Excerpted passage
Naogaon Sadar () is an Upazila of Naogaon District in Rajshahi Division, Bangladesh.

History

In British India sub-districts were called as "Thana", which were mainly exercised by the police. When development activities became widespread, it was known as a Development Circle. In 1949, Naogaon Sadar was declared as a Thana, in 1960 as a development circle and in 1984 as a sub-district.

Geography

Naogaon Sadar is located at . It has more than 80,000 households and total area of about 275.73 km2. It is bounded by Badalgachhi and Mahadebpur upazilas on the north, Raninagar and Manda upazilas on the south, Adamdighi and Akkelpur upazilas on the east, Mahadebpur and Manda upazilas on the west.

Demographics
According to 2011 Bangladesh census, Naogaon Sadar had a population of 405,148. Males constituted 50.48% of the population and females 49.52%. Muslims formed 92.07% of the population, Hindus 7.65%, Christians 0.05% and others 0.23%. Naogaon Sadar had a literacy rate of 53.59% for the population 7 years and above.

Collected data
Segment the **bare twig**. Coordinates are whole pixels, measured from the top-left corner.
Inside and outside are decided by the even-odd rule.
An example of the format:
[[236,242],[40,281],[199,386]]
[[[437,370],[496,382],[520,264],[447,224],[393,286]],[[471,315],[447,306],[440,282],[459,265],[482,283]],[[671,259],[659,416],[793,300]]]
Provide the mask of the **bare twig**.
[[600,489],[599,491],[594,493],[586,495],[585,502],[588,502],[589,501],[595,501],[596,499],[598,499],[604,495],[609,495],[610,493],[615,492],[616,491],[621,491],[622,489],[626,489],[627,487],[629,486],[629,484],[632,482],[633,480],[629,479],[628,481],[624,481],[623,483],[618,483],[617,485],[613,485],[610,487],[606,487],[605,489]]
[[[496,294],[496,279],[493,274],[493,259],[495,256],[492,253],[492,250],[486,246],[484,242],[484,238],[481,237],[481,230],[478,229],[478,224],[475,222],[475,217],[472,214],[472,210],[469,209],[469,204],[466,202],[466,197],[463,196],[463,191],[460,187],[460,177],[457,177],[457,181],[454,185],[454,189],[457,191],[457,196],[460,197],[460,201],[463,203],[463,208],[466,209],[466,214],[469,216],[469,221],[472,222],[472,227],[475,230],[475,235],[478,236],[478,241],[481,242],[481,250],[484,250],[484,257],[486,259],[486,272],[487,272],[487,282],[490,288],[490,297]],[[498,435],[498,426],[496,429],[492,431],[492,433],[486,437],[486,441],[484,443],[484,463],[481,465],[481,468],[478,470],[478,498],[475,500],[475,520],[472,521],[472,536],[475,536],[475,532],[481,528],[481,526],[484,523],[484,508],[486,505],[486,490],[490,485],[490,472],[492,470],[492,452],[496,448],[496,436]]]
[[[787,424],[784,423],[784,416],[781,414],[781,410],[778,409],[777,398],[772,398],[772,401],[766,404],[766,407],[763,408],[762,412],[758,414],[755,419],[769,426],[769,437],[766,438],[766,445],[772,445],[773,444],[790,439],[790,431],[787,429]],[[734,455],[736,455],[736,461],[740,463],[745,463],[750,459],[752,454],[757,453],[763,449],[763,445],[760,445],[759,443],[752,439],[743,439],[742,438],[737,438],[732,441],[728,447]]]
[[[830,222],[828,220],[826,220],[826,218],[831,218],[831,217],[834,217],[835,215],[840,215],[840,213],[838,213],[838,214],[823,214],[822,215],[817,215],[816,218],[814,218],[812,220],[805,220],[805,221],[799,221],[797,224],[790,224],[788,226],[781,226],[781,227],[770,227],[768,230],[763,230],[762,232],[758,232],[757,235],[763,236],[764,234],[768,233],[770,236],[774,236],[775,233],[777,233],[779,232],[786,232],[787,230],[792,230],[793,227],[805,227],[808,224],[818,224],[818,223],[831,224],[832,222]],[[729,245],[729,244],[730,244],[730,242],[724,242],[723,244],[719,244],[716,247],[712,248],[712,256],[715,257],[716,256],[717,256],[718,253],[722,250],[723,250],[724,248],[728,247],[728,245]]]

Written instruction A
According to the article on Naogaon Sadar, in what year was it declared a sub-district?
Written instruction B
Please duplicate the stretch of the article on Naogaon Sadar from "In British India" through "on the west.".
The records aren't needed.

Full output A
1984

Full output B
In British India sub-districts were called as "Thana", which were mainly exercised by the police. When development activities became widespread, it was known as a Development Circle. In 1949, Naogaon Sadar was declared as a Thana, in 1960 as a development circle and in 1984 as a sub-district.

Geography

Naogaon Sadar is located at . It has more than 80,000 households and total area of about 275.73 km2. It is bounded by Badalgachhi and Mahadebpur upazilas on the north, Raninagar and Manda upazilas on the south, Adamdighi and Akkelpur upazilas on the east, Mahadebpur and Manda upazilas on the west.